- _PROBLEM TO WORK ON_
Which lines in the listing below contain the word "tall"? Copy out each of those lines and leave out all the others.

- _MATERIAL FOR THIS TASK_
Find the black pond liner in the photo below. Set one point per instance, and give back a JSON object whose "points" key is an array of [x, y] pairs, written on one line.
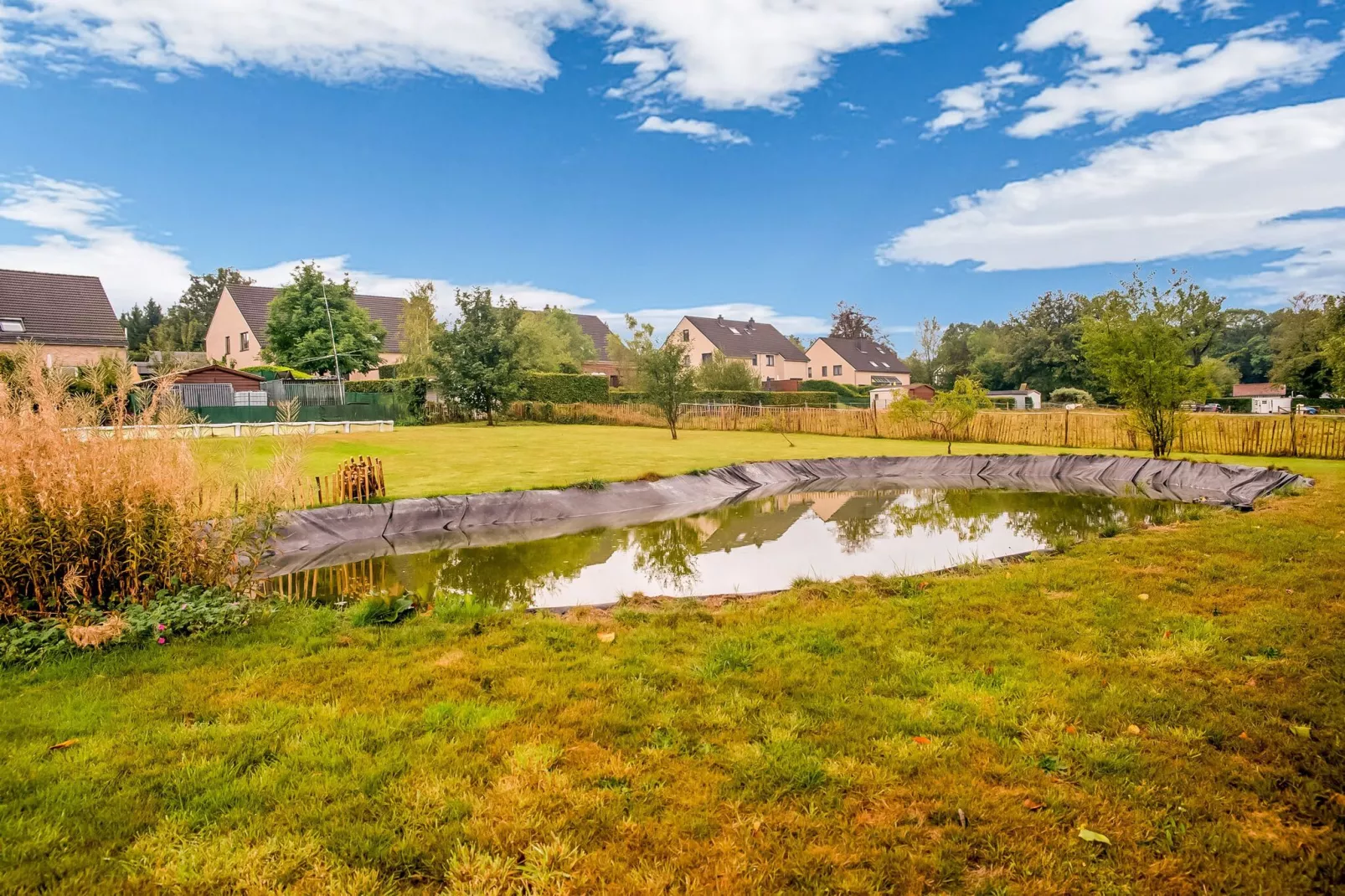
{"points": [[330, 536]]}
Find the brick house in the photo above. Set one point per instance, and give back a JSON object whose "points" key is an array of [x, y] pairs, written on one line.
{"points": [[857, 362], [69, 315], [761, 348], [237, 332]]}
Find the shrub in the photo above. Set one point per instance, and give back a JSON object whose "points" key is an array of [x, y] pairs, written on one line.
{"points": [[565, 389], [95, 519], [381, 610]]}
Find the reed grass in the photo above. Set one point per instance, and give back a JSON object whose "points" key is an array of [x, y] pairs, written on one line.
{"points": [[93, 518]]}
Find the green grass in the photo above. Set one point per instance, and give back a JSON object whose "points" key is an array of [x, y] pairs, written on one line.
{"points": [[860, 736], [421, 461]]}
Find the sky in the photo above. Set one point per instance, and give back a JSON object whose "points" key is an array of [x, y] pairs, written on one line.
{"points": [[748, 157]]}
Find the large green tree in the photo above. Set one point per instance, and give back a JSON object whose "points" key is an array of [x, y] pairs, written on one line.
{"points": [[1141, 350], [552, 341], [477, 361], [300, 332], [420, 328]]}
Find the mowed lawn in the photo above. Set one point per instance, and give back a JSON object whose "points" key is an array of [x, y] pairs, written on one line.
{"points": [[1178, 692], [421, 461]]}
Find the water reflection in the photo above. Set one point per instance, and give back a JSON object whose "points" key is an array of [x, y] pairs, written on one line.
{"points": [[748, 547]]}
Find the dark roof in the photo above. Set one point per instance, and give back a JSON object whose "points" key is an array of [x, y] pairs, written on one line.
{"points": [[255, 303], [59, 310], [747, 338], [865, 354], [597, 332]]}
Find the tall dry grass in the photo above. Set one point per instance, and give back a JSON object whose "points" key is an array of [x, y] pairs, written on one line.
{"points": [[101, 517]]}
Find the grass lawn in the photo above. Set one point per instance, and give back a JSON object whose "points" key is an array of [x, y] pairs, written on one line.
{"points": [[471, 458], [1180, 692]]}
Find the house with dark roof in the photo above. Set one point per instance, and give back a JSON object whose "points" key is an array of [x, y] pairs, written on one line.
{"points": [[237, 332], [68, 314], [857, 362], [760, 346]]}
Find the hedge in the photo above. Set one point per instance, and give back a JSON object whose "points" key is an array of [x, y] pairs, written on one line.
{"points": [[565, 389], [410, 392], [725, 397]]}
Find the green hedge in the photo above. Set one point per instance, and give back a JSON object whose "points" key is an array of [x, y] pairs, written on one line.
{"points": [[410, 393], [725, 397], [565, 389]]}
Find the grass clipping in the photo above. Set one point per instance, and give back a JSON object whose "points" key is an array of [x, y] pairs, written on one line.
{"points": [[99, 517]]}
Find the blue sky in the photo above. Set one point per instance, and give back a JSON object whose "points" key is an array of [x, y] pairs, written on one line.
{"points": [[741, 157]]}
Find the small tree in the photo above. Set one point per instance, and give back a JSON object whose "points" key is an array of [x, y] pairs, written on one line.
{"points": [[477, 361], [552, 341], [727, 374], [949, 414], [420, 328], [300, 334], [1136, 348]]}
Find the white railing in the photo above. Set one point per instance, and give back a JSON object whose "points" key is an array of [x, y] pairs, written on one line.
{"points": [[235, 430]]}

* * *

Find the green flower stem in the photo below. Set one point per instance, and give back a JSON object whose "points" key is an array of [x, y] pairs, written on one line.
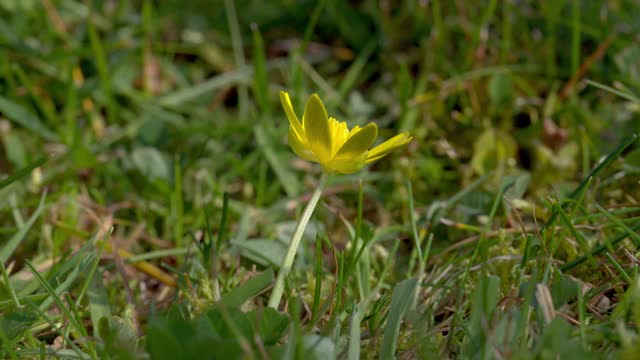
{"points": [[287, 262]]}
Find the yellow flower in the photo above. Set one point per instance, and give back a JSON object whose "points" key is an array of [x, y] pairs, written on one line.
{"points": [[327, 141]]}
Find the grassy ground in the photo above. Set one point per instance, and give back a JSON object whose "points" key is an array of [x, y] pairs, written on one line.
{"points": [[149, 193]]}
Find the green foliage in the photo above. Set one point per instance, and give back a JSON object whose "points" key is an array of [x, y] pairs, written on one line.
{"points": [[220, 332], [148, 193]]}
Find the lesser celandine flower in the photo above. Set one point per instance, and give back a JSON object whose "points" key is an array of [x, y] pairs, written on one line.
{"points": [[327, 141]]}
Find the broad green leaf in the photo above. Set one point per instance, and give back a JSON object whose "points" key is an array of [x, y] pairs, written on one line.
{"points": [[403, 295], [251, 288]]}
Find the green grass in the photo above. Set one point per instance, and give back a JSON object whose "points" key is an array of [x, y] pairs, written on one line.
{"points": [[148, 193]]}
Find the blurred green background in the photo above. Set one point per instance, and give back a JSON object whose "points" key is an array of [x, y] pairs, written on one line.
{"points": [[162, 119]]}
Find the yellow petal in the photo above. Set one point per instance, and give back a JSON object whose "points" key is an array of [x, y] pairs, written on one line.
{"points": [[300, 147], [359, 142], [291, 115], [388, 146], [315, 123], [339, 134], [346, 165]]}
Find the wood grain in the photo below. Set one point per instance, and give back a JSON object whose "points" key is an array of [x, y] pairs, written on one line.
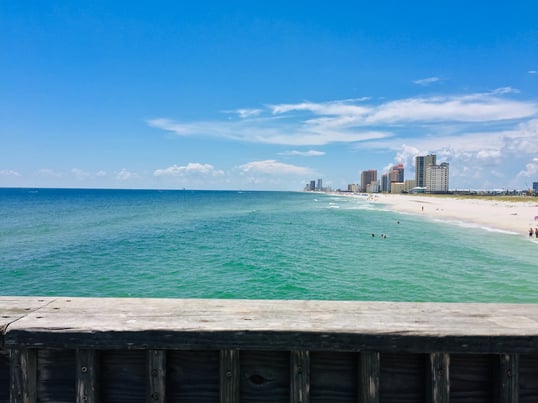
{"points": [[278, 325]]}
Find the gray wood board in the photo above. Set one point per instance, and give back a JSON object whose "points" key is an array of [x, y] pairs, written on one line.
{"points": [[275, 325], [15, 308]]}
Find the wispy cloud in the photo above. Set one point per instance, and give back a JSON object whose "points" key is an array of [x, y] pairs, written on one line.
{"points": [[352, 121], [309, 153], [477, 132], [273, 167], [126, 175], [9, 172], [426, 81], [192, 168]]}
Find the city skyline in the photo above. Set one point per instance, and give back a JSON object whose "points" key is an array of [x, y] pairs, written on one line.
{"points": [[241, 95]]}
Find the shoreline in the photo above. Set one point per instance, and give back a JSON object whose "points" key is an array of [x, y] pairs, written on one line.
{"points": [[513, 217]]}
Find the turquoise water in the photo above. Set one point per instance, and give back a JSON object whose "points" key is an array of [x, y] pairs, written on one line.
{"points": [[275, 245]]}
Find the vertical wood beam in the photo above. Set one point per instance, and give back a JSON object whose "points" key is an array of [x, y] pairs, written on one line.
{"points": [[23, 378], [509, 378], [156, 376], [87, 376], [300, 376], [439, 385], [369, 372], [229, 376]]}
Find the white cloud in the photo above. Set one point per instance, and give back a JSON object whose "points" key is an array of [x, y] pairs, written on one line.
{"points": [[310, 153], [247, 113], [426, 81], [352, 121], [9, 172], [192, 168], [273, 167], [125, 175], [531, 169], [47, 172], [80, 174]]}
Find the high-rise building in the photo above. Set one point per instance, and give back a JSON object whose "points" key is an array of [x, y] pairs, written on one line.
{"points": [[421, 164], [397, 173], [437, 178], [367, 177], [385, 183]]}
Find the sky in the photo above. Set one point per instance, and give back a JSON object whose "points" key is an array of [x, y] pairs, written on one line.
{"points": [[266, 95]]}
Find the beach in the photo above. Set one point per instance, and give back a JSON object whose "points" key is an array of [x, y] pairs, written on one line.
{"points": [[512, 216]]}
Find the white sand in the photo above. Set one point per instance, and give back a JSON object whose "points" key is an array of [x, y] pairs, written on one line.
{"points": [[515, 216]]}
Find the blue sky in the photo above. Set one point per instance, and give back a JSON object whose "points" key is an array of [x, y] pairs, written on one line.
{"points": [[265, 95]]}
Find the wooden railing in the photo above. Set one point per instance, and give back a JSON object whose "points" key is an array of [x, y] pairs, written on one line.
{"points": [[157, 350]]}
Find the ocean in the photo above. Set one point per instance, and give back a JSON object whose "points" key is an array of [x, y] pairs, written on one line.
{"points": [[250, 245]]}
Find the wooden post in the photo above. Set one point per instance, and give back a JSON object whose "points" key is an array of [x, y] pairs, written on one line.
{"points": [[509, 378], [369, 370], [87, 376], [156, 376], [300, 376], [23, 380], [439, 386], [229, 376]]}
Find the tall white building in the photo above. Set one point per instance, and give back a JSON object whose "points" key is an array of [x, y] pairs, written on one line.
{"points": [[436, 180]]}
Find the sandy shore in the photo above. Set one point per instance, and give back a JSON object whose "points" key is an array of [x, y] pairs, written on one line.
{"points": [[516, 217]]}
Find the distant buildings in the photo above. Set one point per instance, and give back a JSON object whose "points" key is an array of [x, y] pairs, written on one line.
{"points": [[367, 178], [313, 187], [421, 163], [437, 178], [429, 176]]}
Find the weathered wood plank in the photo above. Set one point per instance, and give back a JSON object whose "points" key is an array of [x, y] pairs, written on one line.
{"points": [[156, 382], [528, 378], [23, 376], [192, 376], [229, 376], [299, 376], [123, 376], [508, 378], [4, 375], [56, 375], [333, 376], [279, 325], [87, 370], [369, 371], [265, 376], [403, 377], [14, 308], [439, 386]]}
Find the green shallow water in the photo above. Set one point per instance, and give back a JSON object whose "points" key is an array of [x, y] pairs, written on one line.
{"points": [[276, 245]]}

---

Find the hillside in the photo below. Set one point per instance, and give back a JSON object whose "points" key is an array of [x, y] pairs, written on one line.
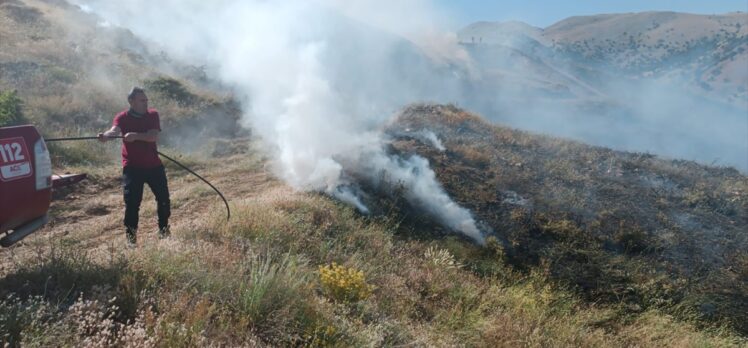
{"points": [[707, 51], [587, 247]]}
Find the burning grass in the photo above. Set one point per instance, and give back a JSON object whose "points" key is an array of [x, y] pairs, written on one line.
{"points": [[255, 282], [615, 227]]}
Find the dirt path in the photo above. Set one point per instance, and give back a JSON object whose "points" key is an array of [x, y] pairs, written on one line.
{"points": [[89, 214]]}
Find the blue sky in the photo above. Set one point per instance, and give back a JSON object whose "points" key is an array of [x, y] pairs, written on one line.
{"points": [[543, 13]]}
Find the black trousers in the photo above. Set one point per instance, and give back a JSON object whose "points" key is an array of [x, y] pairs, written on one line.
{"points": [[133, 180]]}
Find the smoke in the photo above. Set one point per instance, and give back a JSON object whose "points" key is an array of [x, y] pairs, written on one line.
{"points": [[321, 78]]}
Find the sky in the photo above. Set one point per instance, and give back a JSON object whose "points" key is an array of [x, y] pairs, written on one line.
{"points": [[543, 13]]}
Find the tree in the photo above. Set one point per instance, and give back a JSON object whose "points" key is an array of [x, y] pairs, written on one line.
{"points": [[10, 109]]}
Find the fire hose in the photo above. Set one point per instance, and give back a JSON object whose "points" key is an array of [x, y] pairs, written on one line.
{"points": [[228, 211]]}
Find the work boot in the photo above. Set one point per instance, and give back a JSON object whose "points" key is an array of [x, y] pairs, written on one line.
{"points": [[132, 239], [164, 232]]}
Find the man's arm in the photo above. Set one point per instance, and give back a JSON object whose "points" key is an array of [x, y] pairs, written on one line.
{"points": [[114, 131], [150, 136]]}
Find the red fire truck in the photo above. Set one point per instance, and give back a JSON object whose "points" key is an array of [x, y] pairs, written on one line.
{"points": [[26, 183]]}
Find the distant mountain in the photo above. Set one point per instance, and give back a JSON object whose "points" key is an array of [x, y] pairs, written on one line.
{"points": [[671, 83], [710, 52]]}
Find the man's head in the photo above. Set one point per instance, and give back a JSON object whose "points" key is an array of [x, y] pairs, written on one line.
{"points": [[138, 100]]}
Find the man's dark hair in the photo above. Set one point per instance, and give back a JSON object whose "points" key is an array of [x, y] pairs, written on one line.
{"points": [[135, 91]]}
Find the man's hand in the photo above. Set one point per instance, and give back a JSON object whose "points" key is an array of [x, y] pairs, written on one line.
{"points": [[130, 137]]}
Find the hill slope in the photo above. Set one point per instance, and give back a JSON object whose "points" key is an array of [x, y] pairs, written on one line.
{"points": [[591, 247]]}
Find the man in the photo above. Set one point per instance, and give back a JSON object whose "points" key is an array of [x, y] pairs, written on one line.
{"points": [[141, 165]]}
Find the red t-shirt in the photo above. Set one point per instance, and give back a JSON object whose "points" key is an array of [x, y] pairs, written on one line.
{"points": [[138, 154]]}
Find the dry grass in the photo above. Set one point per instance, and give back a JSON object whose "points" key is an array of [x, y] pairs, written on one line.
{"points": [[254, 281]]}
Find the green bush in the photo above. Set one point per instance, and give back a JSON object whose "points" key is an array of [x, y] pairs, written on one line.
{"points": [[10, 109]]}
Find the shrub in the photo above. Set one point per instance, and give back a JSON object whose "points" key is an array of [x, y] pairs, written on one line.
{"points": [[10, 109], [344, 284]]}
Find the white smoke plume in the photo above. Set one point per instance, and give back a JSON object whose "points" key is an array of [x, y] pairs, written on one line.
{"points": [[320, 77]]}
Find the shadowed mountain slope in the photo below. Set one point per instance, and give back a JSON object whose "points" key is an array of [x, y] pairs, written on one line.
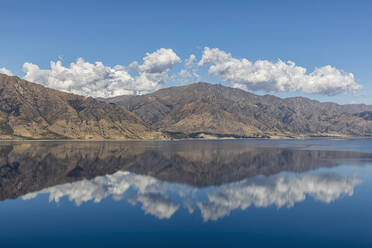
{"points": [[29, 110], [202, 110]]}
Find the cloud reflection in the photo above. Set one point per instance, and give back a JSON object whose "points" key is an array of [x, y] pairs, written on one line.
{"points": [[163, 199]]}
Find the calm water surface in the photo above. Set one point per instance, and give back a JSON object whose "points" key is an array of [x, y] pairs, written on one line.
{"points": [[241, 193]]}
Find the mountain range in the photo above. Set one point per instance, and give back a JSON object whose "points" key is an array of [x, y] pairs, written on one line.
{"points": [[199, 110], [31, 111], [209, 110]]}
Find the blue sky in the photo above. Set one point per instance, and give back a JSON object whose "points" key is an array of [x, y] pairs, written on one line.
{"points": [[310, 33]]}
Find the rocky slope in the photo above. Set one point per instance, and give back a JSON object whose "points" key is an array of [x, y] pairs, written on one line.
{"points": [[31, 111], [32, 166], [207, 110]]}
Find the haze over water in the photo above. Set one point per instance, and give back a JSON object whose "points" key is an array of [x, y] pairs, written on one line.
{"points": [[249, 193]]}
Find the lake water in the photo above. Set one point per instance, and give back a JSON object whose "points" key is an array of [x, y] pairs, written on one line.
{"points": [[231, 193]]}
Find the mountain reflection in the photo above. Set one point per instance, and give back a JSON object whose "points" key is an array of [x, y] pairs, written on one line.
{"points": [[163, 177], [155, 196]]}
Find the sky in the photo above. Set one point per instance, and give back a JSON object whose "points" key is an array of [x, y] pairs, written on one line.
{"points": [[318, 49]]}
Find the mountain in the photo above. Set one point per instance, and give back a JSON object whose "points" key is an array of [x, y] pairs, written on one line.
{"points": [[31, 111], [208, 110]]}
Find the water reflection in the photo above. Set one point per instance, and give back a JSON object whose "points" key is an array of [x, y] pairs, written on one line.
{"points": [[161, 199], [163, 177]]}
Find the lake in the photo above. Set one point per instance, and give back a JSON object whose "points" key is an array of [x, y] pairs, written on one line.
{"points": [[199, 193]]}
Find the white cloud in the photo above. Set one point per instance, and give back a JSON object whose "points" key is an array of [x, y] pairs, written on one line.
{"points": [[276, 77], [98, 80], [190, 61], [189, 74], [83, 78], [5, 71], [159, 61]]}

- _FINISHED ANSWER_
Find the tall dry grass in the photo above. Set one point per instance, and give back a JSON object whose "points" key is an array of [x, y] pairs, written on one line.
Find the tall white building in the photo above. Set one point per instance, and give back a JSON object whose "points" key is an array of [x, y] pairs, written on one line.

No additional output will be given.